• [GIVEN PROBLEM]
Print every one of the entries below again, reproducing each line without a single change.

-- Start RECORDED INFORMATION --

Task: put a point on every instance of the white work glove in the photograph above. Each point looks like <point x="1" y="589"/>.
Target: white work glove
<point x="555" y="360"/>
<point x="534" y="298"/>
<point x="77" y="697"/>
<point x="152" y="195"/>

-- End RECORDED INFORMATION --

• [IN RESPONSE]
Task: put a point on every instance of the white work glove in the photograph above. Each point looks like <point x="1" y="589"/>.
Target: white work glove
<point x="555" y="360"/>
<point x="534" y="298"/>
<point x="77" y="697"/>
<point x="152" y="195"/>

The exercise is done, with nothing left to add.